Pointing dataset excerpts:
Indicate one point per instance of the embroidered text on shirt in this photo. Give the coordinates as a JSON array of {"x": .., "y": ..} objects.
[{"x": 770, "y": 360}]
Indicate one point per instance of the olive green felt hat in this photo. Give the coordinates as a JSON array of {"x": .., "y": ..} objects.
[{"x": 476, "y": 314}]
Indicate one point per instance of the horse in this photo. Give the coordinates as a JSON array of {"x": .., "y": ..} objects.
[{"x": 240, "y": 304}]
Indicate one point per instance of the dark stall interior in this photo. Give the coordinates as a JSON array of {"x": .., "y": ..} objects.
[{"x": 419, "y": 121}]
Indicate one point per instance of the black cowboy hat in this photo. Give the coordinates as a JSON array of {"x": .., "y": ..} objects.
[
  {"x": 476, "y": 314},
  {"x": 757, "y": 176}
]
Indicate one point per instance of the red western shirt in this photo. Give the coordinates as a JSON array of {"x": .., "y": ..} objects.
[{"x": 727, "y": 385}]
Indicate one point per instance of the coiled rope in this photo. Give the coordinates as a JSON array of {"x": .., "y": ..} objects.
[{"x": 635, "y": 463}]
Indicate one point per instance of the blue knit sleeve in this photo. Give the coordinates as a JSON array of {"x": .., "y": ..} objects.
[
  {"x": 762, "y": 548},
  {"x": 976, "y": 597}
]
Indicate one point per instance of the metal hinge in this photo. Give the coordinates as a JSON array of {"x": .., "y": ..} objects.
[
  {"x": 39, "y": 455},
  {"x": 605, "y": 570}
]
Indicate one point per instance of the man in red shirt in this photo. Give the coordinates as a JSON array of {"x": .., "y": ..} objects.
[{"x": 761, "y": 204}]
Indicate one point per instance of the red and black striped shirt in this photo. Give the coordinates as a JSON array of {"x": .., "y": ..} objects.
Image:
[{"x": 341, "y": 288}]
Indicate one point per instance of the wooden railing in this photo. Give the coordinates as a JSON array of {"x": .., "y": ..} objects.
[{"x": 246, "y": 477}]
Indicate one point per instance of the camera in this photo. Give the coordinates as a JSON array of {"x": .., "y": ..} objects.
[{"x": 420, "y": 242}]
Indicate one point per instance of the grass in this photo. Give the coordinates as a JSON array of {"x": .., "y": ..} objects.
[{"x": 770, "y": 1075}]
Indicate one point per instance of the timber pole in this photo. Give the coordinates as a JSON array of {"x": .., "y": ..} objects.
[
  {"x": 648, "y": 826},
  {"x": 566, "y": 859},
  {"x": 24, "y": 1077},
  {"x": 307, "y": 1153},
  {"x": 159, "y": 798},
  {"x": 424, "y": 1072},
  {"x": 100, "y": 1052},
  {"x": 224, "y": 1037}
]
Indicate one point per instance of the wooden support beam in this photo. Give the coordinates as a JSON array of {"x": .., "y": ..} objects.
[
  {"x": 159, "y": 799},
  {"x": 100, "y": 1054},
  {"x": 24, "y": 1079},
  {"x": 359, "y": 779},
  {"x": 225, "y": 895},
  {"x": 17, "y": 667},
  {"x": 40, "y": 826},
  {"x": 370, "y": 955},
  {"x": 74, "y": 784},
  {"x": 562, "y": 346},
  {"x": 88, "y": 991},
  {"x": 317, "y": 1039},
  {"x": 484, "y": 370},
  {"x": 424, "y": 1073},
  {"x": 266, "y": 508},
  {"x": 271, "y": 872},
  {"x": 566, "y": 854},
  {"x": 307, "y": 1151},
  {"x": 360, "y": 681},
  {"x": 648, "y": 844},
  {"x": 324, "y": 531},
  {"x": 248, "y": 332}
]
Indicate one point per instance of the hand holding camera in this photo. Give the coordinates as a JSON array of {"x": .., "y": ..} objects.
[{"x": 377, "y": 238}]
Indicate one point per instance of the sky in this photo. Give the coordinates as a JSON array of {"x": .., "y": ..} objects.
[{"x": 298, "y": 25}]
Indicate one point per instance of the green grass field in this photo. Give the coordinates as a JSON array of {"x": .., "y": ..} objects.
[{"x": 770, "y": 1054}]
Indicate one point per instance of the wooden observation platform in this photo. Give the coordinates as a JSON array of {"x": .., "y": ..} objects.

SET TASK: Transcribe word for word the lines from the one holding "Indicate one point per instance of the hand" to the last line of the listing above, inclusive.

TASK RESULT:
Indicate one point per instance of the hand holding camera in this photo. Give the coordinates as a JSON array of {"x": .., "y": ..} objects.
[{"x": 377, "y": 238}]
Indicate one point per instance of the sky in this photo. Give the coordinates as a JSON array of {"x": .., "y": ..} objects.
[{"x": 298, "y": 25}]
Indicate one point per instance of the green grass field in this photo. Give the coordinates as a JSON array of {"x": .., "y": ..} objects.
[{"x": 770, "y": 1054}]
Indicate one point per instance of the wooden observation platform in this photo. Give the coordinates as a JSON array of {"x": .., "y": ..} objects.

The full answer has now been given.